─── Document excerpt ───

Those states are Alabama, Arizona, Colorado, Georgia, Idaho, Illinois, Indiana, Iowa, Kansas, Massachusetts, Michigan, Minnesota, Mississippi, Nebraska, Nevada, New Jersey, New Mexico, North Dakota, Ohio, Rhode Island, South Carolina, South Dakota, Texas, Washington, West Virginia, Wisconsin and Wyoming.
Johns Hopkins University also noted that ten states in the United States on Friday reported their highest one-day case counts. Those states are Colorado, Idaho, Indiana, Minnesota, New Mexico, North Carolina, North Dakota, West Virginia, Wisconsin and Wyoming.
And it’s not just the number of infections rising, hospitalizations from the coronavirus have also risen virtually everywhere when compared to July.
As things worsen in the United States, Europe and elsewhere, experts are warning that the coronavirus crisis is escalating further.
At its regular press briefing on Friday, the World Health Organization (WHO) warned that things may get even worse and countries need to prepare as the northern hemisphere battles the regular flu season.
What about coronavirus in Africa?
While not out of the woods yet, Africa has been least impacted by the coronavirus pandemic with a little over 34,000 deaths, 1.6 million infections and 1.3 million recoveries so far, according to data from the Africa CDC.
Most of the cases in Africa and deaths have come from a few countries in southern and northern Africa.
South Africa, for instance, has recorded almost 60 percent of all the fatalities in the continent, according to data from the Africa CDC.
Shock and disbelief in Africa as cases rise in U.S.
With a weaker healthcare system, Africa was expected to be impacted more severely than the rest of the world, and many people in Africa also expected the United States to do well.
Many now watch in shock and disbelief as the United States struggles with mounting cases and deaths on a daily basis with the country finding it hard to agree on whether to wear face masks or not.
Why is Africa doing well?
The director of the Africa CDC John Nkengasong highlighted some of the right steps Africa took early in the pandemic to beat the deadly disease.
Speaking with ABC News’ Linsey Davis early this month, Nkengasong said Africa has successfully responded to the novel coronavirus with fewer fatalities and infections, at least for now, because of its early “cooperation, collaboration and coordination efforts” against the deadly virus that has killed more than a million people worldwide and infected over 35 million people globally.

───

• _Problem statement_:
Translate this sentence from the coronavirus article into Spanish: "As things worsen in the United States, Europe and elsewhere, experts are warning that the coronavirus crisis is escalating further." The lines that come next are from a separate source.

─── Source material ───

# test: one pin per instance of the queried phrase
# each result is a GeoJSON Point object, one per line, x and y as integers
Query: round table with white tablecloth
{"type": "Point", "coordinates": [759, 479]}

───

• _Solution for this exercise_:
A medida que la situación empeora en Estados Unidos, Europa y otros lugares, los expertos advierten que la crisis del coronavirus se está agravando aún más.